INPUT FOR THIS TASK |
<<<<

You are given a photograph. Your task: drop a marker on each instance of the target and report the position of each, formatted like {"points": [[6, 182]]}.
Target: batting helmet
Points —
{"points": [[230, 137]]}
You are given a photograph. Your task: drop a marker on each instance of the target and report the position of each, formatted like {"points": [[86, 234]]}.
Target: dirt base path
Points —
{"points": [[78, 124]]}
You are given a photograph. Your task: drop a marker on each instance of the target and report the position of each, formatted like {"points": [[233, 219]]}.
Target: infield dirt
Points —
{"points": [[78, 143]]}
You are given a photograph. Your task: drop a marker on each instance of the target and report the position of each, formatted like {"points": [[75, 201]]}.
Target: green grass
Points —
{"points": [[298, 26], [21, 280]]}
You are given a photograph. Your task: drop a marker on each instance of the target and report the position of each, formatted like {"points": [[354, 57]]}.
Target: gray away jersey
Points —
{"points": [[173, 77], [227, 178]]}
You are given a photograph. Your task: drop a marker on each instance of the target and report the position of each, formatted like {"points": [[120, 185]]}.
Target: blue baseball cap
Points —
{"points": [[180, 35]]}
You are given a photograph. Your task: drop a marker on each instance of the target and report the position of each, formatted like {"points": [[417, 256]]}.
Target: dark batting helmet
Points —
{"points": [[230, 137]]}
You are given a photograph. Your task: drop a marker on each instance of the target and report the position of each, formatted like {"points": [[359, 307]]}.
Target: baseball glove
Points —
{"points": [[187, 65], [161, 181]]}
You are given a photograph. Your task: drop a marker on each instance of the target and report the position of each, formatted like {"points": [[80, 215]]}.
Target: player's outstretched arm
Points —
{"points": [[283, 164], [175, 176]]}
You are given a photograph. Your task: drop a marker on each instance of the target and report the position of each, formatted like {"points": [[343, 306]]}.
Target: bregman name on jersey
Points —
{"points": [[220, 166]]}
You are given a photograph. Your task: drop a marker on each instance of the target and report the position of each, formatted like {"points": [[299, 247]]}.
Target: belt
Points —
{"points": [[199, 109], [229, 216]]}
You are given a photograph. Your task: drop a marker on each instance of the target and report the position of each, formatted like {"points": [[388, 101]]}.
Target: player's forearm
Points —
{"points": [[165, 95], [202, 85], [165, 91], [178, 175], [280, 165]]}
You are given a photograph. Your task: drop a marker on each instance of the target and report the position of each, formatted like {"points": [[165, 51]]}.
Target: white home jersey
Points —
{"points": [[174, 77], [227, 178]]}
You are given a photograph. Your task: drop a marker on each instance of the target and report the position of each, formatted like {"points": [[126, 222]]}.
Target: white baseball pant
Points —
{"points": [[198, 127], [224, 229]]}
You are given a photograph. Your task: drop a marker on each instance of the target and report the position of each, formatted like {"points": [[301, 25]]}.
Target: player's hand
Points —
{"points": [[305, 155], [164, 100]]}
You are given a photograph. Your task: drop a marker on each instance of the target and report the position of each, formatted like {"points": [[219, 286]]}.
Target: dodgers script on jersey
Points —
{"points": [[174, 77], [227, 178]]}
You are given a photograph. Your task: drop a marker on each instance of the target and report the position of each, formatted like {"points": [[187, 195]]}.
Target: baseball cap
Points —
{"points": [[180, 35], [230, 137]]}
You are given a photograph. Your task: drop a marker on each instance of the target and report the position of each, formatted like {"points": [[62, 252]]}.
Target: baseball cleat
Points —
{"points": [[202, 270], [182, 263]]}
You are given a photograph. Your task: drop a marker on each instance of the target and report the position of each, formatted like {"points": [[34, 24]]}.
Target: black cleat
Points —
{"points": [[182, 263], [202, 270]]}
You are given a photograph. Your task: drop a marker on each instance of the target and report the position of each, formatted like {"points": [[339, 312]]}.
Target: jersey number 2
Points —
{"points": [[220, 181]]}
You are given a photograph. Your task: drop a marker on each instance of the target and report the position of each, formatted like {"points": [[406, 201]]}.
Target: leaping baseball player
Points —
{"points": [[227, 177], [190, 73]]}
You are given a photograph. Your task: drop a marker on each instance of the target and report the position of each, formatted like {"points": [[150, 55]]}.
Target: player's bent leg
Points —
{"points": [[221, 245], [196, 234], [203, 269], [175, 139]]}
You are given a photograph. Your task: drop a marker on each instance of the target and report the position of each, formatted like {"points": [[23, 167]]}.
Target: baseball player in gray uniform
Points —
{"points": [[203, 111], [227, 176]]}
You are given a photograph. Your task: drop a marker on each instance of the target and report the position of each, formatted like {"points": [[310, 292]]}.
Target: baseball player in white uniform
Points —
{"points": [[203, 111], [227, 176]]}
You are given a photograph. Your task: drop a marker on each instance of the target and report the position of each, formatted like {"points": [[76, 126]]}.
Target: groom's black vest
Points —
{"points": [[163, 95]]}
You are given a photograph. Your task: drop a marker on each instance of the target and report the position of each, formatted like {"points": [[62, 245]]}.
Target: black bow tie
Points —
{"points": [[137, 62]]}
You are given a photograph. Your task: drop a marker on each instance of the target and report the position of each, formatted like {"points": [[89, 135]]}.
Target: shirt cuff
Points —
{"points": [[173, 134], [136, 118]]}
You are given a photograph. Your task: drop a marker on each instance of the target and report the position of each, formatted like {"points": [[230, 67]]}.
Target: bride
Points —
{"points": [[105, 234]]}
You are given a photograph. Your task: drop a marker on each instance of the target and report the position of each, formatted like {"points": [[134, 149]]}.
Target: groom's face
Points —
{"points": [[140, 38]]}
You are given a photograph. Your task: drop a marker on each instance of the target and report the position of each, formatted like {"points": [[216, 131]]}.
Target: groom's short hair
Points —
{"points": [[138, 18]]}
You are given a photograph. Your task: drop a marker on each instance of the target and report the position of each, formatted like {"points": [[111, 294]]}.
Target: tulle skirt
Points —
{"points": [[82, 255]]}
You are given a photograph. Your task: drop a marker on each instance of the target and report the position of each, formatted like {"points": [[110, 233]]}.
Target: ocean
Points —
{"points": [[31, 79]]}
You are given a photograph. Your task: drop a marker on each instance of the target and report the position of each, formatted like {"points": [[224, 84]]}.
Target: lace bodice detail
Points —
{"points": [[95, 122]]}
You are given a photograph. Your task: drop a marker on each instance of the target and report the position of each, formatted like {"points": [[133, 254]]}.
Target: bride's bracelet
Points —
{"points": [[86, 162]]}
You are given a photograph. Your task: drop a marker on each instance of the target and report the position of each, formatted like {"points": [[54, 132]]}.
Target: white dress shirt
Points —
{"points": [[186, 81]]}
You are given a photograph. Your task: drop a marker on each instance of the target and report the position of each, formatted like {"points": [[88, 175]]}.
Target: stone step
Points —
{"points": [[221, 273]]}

>>>>

EXERCISE DIRECTIONS | Copy out the whole listing exactly.

COMPLETE OUTPUT |
You are given a photograph. Your task: drop a marker on each instance of the target and report the position of each, formatted like {"points": [[6, 182]]}.
Target: batting helmet
Points —
{"points": [[230, 137]]}
You are given a photograph. Your task: drop a marker on each instance of the target and report the position of each, formatted like {"points": [[86, 234]]}.
Target: dirt base path
Points —
{"points": [[78, 124]]}
You are given a photograph. Your task: drop a marker on each instance of the target and report the position of each, formatted like {"points": [[233, 219]]}.
Target: infield dirt
Points —
{"points": [[78, 143]]}
You are given a photograph. Your task: drop a marker on each instance of the target and report the position of each, formatted like {"points": [[75, 201]]}.
Target: green grass
Points —
{"points": [[298, 26], [21, 280]]}
You are given a photograph. Your task: drop a marker on each instance of the target and report the position of each, formatted like {"points": [[354, 57]]}.
Target: gray away jersey
Points —
{"points": [[173, 77], [227, 178]]}
You are given a photograph. Your task: drop a marker on each instance of the target and report the position of each, formatted like {"points": [[120, 185]]}.
Target: blue baseball cap
Points —
{"points": [[180, 35]]}
You are given a photograph. Your task: drop a marker on each instance of the target and report the position of each, formatted like {"points": [[417, 256]]}.
Target: dark batting helmet
Points —
{"points": [[230, 137]]}
You are given a photograph. Your task: drop a marker on each instance of the target and report the position of each, formatted like {"points": [[359, 307]]}.
Target: baseball glove
Points —
{"points": [[187, 65], [161, 181]]}
You are given a photograph. Your task: drop a marker on each instance of the target and report the position of each, formatted like {"points": [[80, 215]]}.
Target: player's outstretched arm
Points —
{"points": [[283, 164], [175, 176]]}
You are given a photograph. Your task: drop a marker on each instance of the target and report the position of each, formatted like {"points": [[343, 306]]}.
Target: bregman name on jersey
Points —
{"points": [[220, 166]]}
You are given a photograph. Your task: drop a marker on each instance of the target and report the position of each, formatted like {"points": [[299, 247]]}.
Target: belt
Points —
{"points": [[199, 109], [229, 216]]}
You are given a photograph. Your task: drop a marker on each instance of the target and report the position of each, formatted like {"points": [[388, 101]]}.
Target: player's forearm
Points —
{"points": [[165, 95], [202, 85], [165, 91], [178, 175], [280, 165]]}
You are given a photograph. Your task: drop a marker on each instance of the target and report the position of each, formatted like {"points": [[165, 51]]}.
Target: white home jersey
Points —
{"points": [[174, 77], [227, 178]]}
You are given a photograph. Your task: drop a marker on each instance of the target and report the position of each, formatted like {"points": [[126, 222]]}.
Target: white baseball pant
Points —
{"points": [[198, 127], [224, 229]]}
You are given a photograph. Your task: drop a marker on each instance of the target and report the position of each, formatted like {"points": [[301, 25]]}.
Target: player's hand
Points —
{"points": [[305, 155], [164, 100]]}
You are given a photograph. Your task: drop a marker on each instance of the target and report the position of each, formatted like {"points": [[219, 286]]}.
Target: dodgers script on jersey
Points —
{"points": [[174, 77], [227, 178]]}
You are given a photograph. Your task: drop a marker on each instance of the target and report the position of each, formatted like {"points": [[187, 195]]}.
Target: baseball cap
Points —
{"points": [[180, 35], [230, 137]]}
You are given a photograph. Your task: drop a marker on each instance of the target and report the position of each, formatted like {"points": [[62, 252]]}.
Target: baseball cleat
Points —
{"points": [[202, 270], [182, 263]]}
You are given a photograph. Your task: drop a marker on each instance of the target and report the position of each, formatted like {"points": [[34, 24]]}.
Target: black cleat
Points —
{"points": [[182, 263], [202, 270]]}
You are given a photograph. Your task: drop a marker on each instance of the target and report the position of each, formatted like {"points": [[339, 312]]}.
Target: jersey number 2
Points —
{"points": [[220, 181]]}
You are given a photograph. Your task: drop a marker on each instance of the target and report the position of each, formatted like {"points": [[406, 201]]}.
Target: leaping baseball player
Points —
{"points": [[227, 177], [190, 73]]}
You are given a photograph. Your task: drop a marker on each instance of the target and report the position of each, formatted like {"points": [[150, 55]]}.
Target: player's bent leg
Points —
{"points": [[221, 245], [196, 234], [203, 269], [175, 139]]}
You are given a photograph. Your task: drop a marker on each instance of the target and report the position of each, formatted like {"points": [[23, 167]]}.
Target: baseball player in gray uniform
Points —
{"points": [[203, 111], [227, 176]]}
You are given a photograph. Your task: drop a marker on each instance of the target and report the position of each, formatted like {"points": [[310, 292]]}.
Target: baseball player in white uniform
Points —
{"points": [[203, 111], [227, 176]]}
You are given a photograph. Your task: drop a marker on each instance of the target and report the position of each, formatted like {"points": [[76, 126]]}.
Target: groom's black vest
Points —
{"points": [[163, 95]]}
You are given a photograph. Your task: drop a marker on each instance of the target and report the position of each, formatted like {"points": [[62, 245]]}.
Target: black bow tie
Points —
{"points": [[137, 62]]}
You are given a photograph. Your task: drop a marker on each instance of the target and report the position of each, formatted like {"points": [[89, 135]]}.
Target: shirt cuff
Points —
{"points": [[173, 134], [136, 118]]}
You are given a photograph. Your task: drop a marker on each instance of the target and report the position of each, formatted like {"points": [[230, 67]]}.
Target: bride
Points —
{"points": [[105, 234]]}
You are given a photograph. Your task: drop a marker on each instance of the target and report the position of each, formatted like {"points": [[134, 149]]}.
Target: groom's face
Points —
{"points": [[140, 38]]}
You are given a photograph. Your task: drop a marker on each instance of the target and report the position of each, formatted like {"points": [[216, 131]]}.
Target: groom's short hair
Points —
{"points": [[138, 18]]}
You are given a photograph. Your task: drop a marker on each instance of the target and report the position of each, formatted like {"points": [[111, 294]]}.
Target: tulle skirt
Points —
{"points": [[82, 255]]}
You are given a photograph. Your task: drop a marker on each instance of the target and report the position of each, formatted like {"points": [[110, 233]]}.
Target: ocean
Points —
{"points": [[31, 79]]}
You are given a photograph. Your task: drop a marker on each instance of the target and report the position of each, formatted like {"points": [[224, 84]]}.
Target: lace bodice detail
Points —
{"points": [[95, 122]]}
You are given a photograph. Your task: drop a marker on each instance of the target and report the position of each, formatted like {"points": [[133, 254]]}.
Target: bride's bracelet
Points —
{"points": [[86, 162]]}
You are given a photograph. Your task: drop a marker on each instance of the target and report the position of each, formatted like {"points": [[54, 132]]}.
Target: white dress shirt
Points —
{"points": [[186, 81]]}
You are given a photograph. Your task: drop a marker on each instance of the target and report the position of each, formatted like {"points": [[88, 175]]}.
Target: stone step
Points —
{"points": [[221, 273]]}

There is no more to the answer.